Task input>
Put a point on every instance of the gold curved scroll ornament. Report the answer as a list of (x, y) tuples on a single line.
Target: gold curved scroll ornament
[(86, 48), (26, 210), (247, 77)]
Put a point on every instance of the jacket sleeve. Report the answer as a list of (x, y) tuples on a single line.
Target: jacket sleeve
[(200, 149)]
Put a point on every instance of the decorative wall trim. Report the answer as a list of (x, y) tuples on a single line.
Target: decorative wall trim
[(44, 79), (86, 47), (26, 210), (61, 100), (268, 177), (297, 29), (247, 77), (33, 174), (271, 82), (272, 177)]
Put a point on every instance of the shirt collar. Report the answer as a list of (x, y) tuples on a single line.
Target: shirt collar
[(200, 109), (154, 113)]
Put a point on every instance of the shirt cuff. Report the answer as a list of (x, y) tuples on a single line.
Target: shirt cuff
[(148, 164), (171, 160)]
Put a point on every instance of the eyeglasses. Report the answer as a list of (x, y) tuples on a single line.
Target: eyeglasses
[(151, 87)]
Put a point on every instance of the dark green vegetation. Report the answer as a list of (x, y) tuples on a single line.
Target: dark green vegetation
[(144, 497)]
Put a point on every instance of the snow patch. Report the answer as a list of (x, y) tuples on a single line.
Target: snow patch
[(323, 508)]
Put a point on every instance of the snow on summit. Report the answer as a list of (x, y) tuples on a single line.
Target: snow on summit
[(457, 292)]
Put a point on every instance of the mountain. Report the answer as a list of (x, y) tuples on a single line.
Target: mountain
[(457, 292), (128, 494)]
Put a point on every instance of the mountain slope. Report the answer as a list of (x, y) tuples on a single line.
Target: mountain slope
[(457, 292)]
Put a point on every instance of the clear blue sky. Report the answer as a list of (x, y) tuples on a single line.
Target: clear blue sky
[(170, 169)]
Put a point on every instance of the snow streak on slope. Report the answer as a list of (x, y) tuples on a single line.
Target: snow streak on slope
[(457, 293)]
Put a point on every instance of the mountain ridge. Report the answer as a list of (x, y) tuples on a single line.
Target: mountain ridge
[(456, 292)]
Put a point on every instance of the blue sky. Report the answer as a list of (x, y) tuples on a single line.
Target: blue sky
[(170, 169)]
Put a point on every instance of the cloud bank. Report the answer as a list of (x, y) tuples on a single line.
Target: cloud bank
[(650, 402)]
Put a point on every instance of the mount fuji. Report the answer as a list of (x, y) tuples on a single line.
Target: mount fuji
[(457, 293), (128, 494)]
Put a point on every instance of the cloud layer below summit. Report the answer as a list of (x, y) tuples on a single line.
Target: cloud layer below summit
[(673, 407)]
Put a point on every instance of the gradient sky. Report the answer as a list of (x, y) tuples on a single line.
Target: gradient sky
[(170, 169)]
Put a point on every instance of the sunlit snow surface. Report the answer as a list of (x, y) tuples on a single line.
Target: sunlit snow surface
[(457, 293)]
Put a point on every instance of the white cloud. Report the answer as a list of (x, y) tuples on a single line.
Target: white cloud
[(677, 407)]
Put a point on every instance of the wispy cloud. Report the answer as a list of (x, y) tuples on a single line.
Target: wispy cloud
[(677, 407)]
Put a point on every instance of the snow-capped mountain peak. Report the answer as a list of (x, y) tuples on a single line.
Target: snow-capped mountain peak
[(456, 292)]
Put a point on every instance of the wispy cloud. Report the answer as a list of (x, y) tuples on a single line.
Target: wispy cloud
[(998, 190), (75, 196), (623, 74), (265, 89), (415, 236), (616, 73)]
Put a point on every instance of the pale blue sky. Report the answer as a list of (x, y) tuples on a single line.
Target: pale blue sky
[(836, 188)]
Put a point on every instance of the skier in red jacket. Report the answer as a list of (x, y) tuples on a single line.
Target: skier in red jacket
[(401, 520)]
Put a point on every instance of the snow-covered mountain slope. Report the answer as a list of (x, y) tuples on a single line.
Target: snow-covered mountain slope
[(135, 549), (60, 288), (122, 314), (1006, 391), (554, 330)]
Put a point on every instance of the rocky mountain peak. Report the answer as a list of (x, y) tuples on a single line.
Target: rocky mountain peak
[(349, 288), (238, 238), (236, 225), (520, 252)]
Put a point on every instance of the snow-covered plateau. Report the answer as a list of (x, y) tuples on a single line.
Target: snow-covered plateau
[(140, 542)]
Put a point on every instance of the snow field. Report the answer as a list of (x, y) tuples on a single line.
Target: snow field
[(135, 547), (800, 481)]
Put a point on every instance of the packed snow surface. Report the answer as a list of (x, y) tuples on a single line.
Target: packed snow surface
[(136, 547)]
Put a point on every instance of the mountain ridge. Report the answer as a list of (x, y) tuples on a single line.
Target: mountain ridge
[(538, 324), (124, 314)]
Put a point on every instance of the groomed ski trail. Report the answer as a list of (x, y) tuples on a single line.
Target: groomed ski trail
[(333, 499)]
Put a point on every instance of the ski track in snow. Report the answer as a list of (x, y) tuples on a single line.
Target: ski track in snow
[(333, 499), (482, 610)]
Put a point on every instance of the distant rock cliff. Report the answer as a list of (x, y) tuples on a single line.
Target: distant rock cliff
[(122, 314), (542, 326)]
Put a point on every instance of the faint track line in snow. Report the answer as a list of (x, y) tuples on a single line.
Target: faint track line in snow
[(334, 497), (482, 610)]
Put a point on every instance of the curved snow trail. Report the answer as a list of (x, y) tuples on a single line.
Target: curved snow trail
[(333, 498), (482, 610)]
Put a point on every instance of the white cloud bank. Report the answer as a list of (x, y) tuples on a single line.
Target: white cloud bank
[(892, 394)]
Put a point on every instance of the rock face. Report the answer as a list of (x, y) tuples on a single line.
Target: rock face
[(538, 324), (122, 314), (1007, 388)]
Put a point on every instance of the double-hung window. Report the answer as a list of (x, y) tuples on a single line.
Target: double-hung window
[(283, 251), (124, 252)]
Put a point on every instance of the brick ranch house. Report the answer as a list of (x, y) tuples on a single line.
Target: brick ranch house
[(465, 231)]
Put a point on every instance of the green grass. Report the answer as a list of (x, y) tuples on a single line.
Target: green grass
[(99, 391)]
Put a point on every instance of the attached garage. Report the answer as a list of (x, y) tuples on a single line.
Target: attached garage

Exercise description>
Write out every record, exactly as written.

Correct output>
Put a point on every instance of the gold curved scroll ornament. Report the answer as a list of (x, y) tuples on a single line.
Target: gold curved scroll ornament
[(86, 48), (26, 210), (247, 77)]
Put a point on every instance of the jacket sleeve. Report the answer as a list of (x, y) tuples on a single line.
Target: jacket sleeve
[(200, 149)]
Put a point on every instance of the decorative wall trim. Report the answer as a list of (x, y) tuples on a single line.
Target: decorative wall trim
[(44, 79), (86, 47), (26, 210), (61, 100), (268, 177), (297, 29), (247, 77), (33, 174), (271, 82), (272, 177)]
Put a point on every instance of the shirt collar. Report the answer as a list of (x, y) tuples on a single line.
Target: shirt collar
[(200, 109), (154, 113)]
Put a point on every instance of the shirt cuff. Report the answer as a list of (x, y) tuples on a single line.
Target: shirt cuff
[(148, 164), (171, 160)]
Put a point on every instance of the eyeglasses. Report the answer as a list of (x, y) tuples on a single line.
Target: eyeglasses
[(151, 87)]
Put a point on every instance of the dark green vegetation. Report the answer as a list of (x, y) tuples on a single line.
Target: dark green vegetation
[(144, 497)]
Put a point on every instance of the snow patch. Report the answer as a list of (x, y) tuples on a single line.
Target: snow patch
[(323, 508)]
Put a point on every instance of the snow on summit. Report the answer as a list of (x, y) tuples on a single line.
Target: snow on summit
[(457, 292)]
Put a point on every instance of the mountain. Report the answer as a list of (x, y) tuples on a single line.
Target: mountain
[(457, 292), (128, 494)]
Put a point on every instance of the mountain slope. Report the answer as a list of (x, y) tuples on a single line.
Target: mountain slope
[(457, 292)]
Put a point on every instance of the clear blue sky. Report the answer as a list of (x, y) tuples on a single line.
Target: clear blue sky
[(170, 169)]
Put a point on every instance of the snow streak on slope. Report the answer as a list of (x, y) tuples on a single line.
Target: snow streak on slope
[(457, 293)]
Put a point on every instance of the mountain ridge. Report the answer as a list of (x, y) tuples on a single line.
Target: mountain ridge
[(456, 292)]
Put a point on every instance of the blue sky. Report the answer as a list of (x, y) tuples on a single line.
Target: blue sky
[(170, 169)]
Put a point on every instance of the cloud bank. Report the answer as a list of (x, y) tuples on a single line.
Target: cloud bank
[(650, 402)]
Put a point on every instance of the mount fuji. Report the answer as a list of (x, y) tuples on a single line.
Target: mount fuji
[(457, 293), (128, 494)]
Put a point on every instance of the cloud layer below summit. Report the answer as a list of (x, y) tuples on a single line.
Target: cloud layer below summit
[(673, 407)]
Put a point on every instance of the gradient sky. Report the answer as a list of (x, y) tuples on a single line.
Target: gradient sky
[(170, 169)]
Put a point on every instance of the sunlit snow surface. Report the answer as a list of (x, y) tuples on a single line.
Target: sunlit snow surface
[(457, 293)]
Put a point on every instance of the white cloud. Report the answer as a list of (x, y) tuples on a single line.
Target: white cloud
[(677, 407)]
Put a point on every instance of the wispy cloud. Report the answer as a list of (x, y) tuples on a single line.
Target: wispy cloud
[(677, 407)]
Put a point on every instance of the snow-capped mountain peak. Report the answer as a list of (x, y) tuples on a single line.
Target: snow-capped mountain peak
[(456, 292)]
Put a point on every instance of the wispy cloud. Report the answer as a list of (x, y) tuples on a single line.
Target: wispy cloud
[(998, 190), (75, 196), (623, 74), (265, 89), (415, 236), (616, 73)]
Put a point on every instance of the pale blue sky. Report the answer as a list of (x, y) tuples on a single line.
Target: pale blue sky
[(836, 188)]
Put a point on every instance of the skier in red jacket. Report the answer as a list of (x, y) tuples on a single line.
Target: skier in red jacket
[(401, 520)]
Put a point on every instance of the snow-covered mountain slope. Report the answer as a list of (x, y) tuples on a single line.
Target: snow-covered mountain slope
[(135, 549), (60, 288), (122, 314), (1006, 391), (554, 330)]
Put a point on every instance of the rocky mountain peak. Report the answer as a list of (x, y) tuples on a single line.
Target: rocky mountain peak
[(349, 288), (238, 238), (236, 225), (520, 252)]
Put a point on every instance of the snow-covered plateau. Report the answer as a list of (x, y) tuples on a single line.
Target: snow-covered plateau
[(140, 542)]
Put a point on every instance of the snow field. Report the answer as a list of (x, y) tuples on a single line.
Target: snow field
[(135, 547), (800, 481)]
Put a point on every instance of the packed snow surface. Report the answer as a list of (x, y) tuples on a single line.
Target: packed snow surface
[(136, 547)]
Put a point on every instance of the mountain ridge. Report the answer as a list of (x, y) tuples on a single line.
Target: mountain ridge
[(538, 324), (124, 314)]
Put a point on every instance of the groomed ski trail. Report the answer as a list of (x, y) tuples on a single line.
Target: groomed ski trail
[(333, 499)]
Put a point on every instance of the ski track in snow. Report the answer as a list of (x, y) tuples on a single line.
Target: ski track in snow
[(333, 499), (482, 610)]
Put a point on every instance of the distant rock cliff. Report the answer as a list of (x, y) tuples on a single line.
Target: distant rock cliff
[(122, 314), (542, 326)]
Put a point on every instance of the faint track line in snow. Report the answer as a list of (x, y) tuples on a single line.
Target: faint track line in snow
[(334, 497), (482, 610)]
Put a point on every instance of the curved snow trail. Report the answer as a list of (x, y) tuples on a single line.
Target: curved snow trail
[(333, 498), (482, 610)]
Put a point on every instance of the white cloud bank. Report the answer as a list of (x, y) tuples on a single line.
Target: white cloud bank
[(892, 394)]
Put a point on every instance of the rock face. Report the answer as a list of (x, y) tuples on a single line.
Target: rock face
[(538, 324), (122, 314), (1007, 388)]
Put a point on every instance of the double-hung window. Report the answer as a list of (x, y) tuples on a single line.
Target: double-hung window
[(283, 251), (124, 252)]
Put a point on every instance of the brick ranch house. Report the answer as a list of (x, y) tuples on a single line.
Target: brick ranch house
[(465, 231)]
Put a point on every instance of the green grass. Report the answer as a list of (x, y) tuples on a single line.
Target: green grass
[(99, 391)]
Put a point on every instance of the attached garage. Report the answer as a list of (x, y) tuples on a single line.
Target: attached garage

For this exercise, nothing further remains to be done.